## What you should do
Your task is to return the line containing "the red and" plus every line after it, exactly and with nothing added.

## Data for the task

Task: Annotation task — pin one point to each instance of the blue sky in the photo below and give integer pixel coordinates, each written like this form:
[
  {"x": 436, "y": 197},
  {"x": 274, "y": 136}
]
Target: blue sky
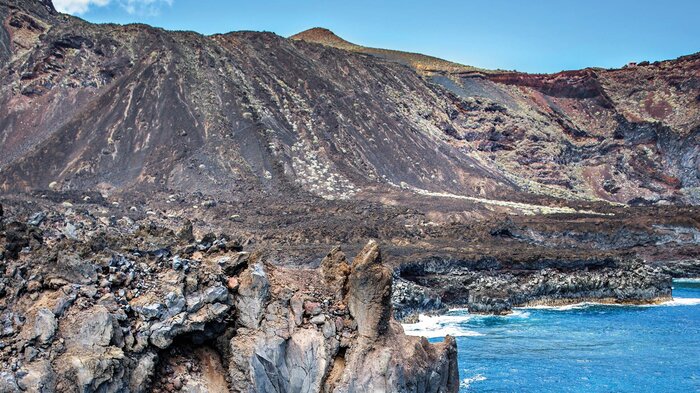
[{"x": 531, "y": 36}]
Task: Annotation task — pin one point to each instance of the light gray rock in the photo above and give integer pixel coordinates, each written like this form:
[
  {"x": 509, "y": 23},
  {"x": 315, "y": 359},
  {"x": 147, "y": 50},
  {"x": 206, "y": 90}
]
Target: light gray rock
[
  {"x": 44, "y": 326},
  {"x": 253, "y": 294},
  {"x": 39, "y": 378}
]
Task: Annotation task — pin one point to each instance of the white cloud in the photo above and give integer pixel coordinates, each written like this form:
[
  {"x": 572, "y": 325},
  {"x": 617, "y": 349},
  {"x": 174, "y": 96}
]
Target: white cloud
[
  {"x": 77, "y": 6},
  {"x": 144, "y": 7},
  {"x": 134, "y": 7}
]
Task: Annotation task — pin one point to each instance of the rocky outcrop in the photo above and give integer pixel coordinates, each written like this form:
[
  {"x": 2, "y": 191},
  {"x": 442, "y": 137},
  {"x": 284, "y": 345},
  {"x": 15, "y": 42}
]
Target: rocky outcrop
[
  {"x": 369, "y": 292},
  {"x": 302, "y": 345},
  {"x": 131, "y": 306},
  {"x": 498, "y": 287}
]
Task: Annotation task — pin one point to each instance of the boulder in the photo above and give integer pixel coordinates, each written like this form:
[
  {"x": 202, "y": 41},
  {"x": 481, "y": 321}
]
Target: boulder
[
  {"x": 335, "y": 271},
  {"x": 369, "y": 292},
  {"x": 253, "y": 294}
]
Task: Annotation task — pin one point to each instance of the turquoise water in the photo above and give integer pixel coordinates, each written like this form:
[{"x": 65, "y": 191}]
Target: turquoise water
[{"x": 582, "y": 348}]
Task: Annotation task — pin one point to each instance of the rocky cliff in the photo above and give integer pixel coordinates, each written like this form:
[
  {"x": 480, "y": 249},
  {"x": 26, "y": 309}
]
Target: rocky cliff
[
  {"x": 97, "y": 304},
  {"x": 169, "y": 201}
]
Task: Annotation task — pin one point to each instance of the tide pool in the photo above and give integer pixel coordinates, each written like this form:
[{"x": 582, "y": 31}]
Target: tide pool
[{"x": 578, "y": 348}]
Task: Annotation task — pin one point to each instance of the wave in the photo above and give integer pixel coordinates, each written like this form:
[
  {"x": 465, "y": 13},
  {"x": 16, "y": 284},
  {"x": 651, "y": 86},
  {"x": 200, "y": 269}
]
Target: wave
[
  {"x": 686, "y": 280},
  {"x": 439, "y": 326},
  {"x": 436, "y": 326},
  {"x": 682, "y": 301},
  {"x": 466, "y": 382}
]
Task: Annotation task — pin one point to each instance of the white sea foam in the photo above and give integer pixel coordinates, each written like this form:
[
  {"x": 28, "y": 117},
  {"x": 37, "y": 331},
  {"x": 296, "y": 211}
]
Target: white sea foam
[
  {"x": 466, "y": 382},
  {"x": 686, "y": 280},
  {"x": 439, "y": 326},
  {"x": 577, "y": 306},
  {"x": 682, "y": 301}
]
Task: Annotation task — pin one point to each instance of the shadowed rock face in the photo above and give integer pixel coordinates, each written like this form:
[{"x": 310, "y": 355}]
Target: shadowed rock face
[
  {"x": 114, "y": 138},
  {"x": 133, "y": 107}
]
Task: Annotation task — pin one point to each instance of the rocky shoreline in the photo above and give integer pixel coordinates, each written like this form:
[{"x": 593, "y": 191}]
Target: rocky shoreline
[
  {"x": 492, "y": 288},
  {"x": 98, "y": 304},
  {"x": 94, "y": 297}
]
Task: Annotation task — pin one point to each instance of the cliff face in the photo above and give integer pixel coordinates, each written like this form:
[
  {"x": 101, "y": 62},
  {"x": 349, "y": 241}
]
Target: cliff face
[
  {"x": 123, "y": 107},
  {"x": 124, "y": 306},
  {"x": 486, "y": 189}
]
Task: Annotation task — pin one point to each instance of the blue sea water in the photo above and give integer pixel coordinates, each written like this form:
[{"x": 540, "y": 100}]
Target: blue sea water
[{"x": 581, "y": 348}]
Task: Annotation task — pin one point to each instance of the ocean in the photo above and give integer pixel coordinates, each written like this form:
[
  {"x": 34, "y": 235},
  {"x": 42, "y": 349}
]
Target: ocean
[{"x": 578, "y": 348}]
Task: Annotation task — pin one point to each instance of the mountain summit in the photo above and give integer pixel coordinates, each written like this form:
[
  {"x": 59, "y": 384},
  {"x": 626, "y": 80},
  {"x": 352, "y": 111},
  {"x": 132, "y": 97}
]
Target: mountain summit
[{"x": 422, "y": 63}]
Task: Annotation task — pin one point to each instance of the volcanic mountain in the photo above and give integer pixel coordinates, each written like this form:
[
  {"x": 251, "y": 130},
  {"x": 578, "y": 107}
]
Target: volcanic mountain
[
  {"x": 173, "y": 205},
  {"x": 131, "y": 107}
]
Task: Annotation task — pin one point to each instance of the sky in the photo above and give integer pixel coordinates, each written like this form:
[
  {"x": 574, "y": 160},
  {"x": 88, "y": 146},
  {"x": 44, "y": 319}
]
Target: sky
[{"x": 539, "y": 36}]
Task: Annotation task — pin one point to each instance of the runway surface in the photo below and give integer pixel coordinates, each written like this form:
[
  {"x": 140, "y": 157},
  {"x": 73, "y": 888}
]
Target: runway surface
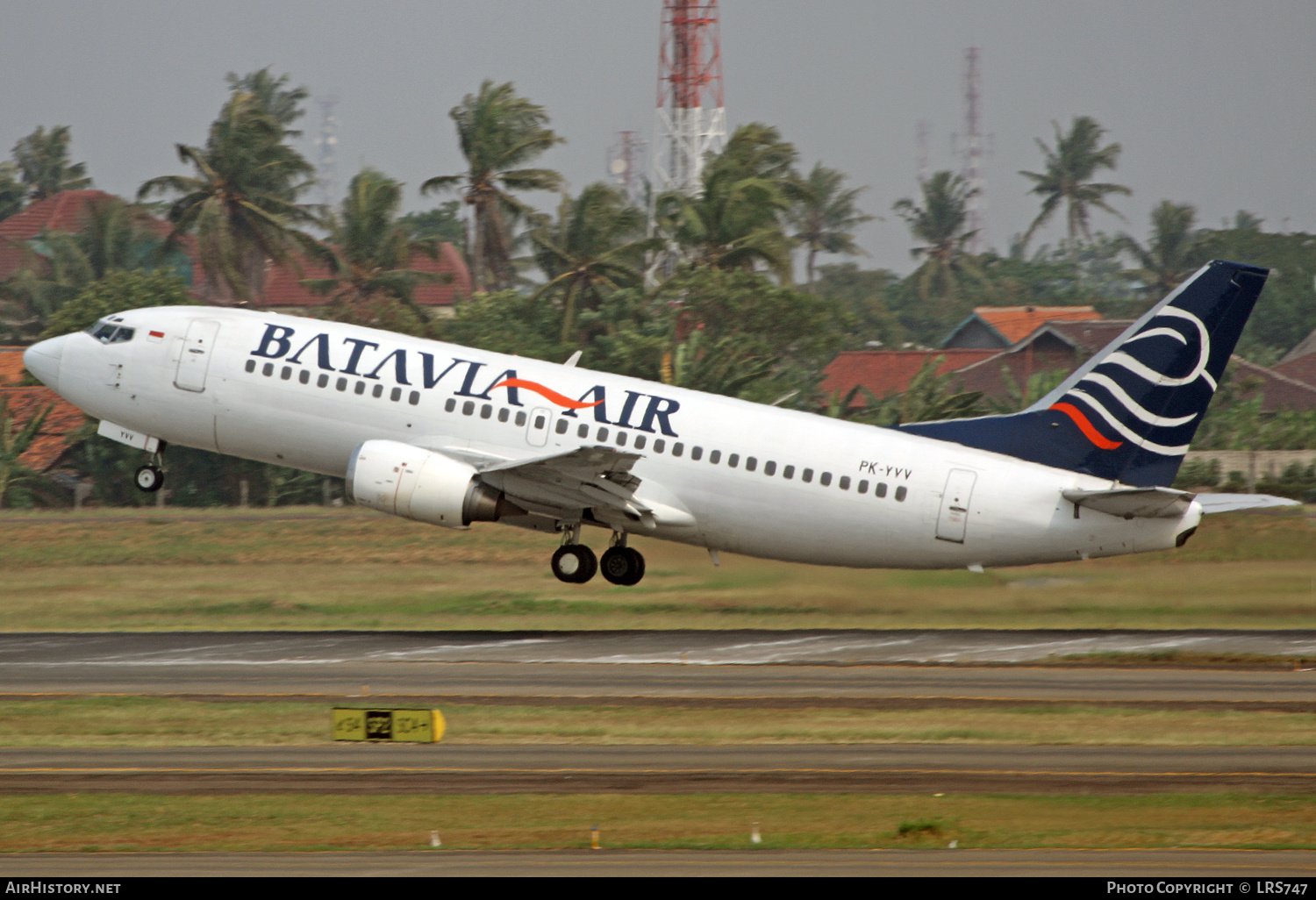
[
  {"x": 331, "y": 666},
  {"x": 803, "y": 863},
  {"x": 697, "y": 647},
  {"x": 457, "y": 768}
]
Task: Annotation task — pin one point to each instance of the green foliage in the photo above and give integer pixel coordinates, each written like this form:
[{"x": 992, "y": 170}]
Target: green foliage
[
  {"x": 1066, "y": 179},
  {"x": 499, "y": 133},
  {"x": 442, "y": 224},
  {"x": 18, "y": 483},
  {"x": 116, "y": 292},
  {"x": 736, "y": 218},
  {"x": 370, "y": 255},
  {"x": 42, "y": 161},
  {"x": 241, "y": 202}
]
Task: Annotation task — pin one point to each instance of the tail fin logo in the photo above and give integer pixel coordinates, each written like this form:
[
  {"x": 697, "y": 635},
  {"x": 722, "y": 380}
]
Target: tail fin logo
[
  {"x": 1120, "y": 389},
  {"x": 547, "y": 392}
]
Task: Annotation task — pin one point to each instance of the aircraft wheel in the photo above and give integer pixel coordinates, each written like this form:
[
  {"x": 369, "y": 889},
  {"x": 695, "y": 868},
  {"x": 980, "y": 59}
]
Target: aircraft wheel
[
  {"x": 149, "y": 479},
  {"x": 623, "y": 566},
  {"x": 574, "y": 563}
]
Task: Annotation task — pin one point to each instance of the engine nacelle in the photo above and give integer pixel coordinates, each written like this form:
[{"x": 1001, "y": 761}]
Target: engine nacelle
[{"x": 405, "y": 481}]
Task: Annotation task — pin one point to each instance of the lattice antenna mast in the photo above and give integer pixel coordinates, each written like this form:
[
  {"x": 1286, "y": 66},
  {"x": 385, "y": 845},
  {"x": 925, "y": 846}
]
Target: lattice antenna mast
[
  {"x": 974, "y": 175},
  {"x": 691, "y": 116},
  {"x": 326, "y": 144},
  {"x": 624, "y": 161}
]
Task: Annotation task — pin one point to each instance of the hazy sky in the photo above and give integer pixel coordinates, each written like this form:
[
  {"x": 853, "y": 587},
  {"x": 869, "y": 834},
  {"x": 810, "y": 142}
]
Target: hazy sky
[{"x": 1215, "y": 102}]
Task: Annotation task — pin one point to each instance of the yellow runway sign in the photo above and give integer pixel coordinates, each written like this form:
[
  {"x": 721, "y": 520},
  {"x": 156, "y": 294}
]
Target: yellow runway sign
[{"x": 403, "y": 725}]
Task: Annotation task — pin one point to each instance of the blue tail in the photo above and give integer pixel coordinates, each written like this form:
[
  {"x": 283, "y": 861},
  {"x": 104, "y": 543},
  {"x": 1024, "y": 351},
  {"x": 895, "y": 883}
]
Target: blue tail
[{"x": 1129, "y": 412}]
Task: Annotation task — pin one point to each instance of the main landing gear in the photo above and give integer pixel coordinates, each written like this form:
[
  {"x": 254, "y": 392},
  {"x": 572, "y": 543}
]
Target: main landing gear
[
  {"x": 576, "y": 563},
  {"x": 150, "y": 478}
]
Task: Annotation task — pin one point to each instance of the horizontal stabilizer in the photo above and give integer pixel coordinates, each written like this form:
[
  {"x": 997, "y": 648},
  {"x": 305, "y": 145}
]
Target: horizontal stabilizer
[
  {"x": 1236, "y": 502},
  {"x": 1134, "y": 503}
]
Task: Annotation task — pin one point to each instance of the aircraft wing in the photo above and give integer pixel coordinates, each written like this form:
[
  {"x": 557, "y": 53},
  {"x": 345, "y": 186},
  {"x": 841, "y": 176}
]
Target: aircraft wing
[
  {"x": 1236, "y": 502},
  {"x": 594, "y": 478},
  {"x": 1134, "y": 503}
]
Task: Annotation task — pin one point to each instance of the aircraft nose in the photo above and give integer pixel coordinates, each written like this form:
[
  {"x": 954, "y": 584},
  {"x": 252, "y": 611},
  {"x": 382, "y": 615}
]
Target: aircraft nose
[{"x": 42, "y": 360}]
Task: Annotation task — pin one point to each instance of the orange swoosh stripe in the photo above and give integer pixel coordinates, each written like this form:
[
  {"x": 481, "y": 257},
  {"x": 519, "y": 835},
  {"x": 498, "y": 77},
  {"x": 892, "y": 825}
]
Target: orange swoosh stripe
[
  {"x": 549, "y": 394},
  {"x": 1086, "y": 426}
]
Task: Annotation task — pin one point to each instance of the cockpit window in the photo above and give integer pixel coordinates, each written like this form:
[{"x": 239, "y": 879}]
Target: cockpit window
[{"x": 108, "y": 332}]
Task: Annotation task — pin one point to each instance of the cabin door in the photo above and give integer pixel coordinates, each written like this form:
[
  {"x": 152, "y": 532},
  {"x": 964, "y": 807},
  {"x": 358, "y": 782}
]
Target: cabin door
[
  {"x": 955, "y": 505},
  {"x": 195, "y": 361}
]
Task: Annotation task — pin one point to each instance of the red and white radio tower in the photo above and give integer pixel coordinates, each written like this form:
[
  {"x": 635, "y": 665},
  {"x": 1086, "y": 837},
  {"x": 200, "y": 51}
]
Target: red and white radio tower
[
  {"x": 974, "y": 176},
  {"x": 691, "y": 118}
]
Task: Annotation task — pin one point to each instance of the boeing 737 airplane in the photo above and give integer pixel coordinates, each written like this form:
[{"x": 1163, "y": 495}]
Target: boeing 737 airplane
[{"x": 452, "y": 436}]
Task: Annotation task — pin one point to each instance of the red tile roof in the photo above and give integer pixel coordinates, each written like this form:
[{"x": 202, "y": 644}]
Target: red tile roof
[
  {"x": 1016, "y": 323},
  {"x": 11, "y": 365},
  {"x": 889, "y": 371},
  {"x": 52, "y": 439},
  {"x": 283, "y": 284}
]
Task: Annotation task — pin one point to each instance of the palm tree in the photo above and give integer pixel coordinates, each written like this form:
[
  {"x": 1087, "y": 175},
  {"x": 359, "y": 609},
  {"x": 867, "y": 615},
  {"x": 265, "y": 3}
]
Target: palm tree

## Task answer
Task: Annotation task — pin one point to each instance of the red and white radio tower in the photo above and give integer pixel coordinates, each written like this form:
[
  {"x": 635, "y": 665},
  {"x": 1086, "y": 837},
  {"x": 200, "y": 51}
]
Target: red and white radio tower
[
  {"x": 974, "y": 176},
  {"x": 691, "y": 118}
]
Task: Annotation task — pin one point to each instance of the boeing 737 airplane in the photo above and give integer pixel coordinates, each written like this form:
[{"x": 1163, "y": 495}]
Target: boeing 737 airplane
[{"x": 452, "y": 436}]
Task: Annotation task — pin one point to each instance of the red tile roof in the photo above and give integer pixel coordinates, each written like this form:
[{"x": 202, "y": 644}]
Target: red tile roof
[
  {"x": 1016, "y": 323},
  {"x": 11, "y": 365},
  {"x": 889, "y": 371},
  {"x": 52, "y": 439},
  {"x": 283, "y": 284}
]
Task: Annotation task — pin one point to each instance of the palm tree in the photo above and give integer pixel coordinates, each written like this form:
[
  {"x": 1087, "y": 175},
  {"x": 359, "y": 609},
  {"x": 867, "y": 615},
  {"x": 265, "y": 3}
]
Target: palm tree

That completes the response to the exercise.